Written task: Convert the lines below, from the line with "of the grass" through the line with "[[46, 160], [46, 166], [167, 176], [65, 128]]", into a Markdown table with columns Row and Content, giving each line a row number and leaving out blank lines.

* begin Supplied material *

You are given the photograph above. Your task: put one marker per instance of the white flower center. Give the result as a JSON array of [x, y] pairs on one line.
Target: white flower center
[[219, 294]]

* end Supplied material *
* begin Supplied material *

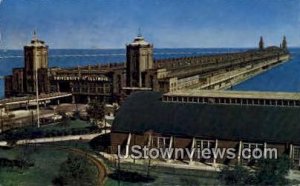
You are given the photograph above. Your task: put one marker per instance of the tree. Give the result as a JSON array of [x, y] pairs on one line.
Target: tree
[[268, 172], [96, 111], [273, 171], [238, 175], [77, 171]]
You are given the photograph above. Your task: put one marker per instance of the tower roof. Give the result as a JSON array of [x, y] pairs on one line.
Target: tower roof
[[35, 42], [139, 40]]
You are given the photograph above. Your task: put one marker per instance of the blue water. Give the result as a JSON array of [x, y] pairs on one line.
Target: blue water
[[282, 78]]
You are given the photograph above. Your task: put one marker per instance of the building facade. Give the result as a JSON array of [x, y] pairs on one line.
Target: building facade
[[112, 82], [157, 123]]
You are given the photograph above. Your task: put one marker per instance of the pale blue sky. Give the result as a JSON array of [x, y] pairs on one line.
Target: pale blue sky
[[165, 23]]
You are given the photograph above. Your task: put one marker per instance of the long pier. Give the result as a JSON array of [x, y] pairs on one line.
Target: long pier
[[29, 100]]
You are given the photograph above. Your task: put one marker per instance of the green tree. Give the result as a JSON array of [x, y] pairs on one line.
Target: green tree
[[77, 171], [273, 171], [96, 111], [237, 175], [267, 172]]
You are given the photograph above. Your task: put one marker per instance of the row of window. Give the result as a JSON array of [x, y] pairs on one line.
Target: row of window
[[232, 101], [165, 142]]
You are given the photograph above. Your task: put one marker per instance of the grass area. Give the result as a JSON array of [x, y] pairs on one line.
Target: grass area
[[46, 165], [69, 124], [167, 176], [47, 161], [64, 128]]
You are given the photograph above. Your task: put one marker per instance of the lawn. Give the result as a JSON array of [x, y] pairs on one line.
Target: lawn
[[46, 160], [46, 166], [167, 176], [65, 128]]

* end Supplied material *

Task answer:
| Row | Content |
|---|---|
| 1 | You are given the photograph above. Your task: put one marker per instance of the grass area. Give the result as a JSON array of [x, y] pairs on one line. |
| 2 | Target: grass area |
| 3 | [[46, 165], [69, 124], [167, 176], [47, 161], [64, 128]] |
| 4 | You are given the photograph above. Your task: put one marker per instance of the lawn. Give the result as a JSON array of [x, y] pairs on one line. |
| 5 | Target: lawn |
| 6 | [[46, 160], [46, 166], [167, 176], [65, 128]] |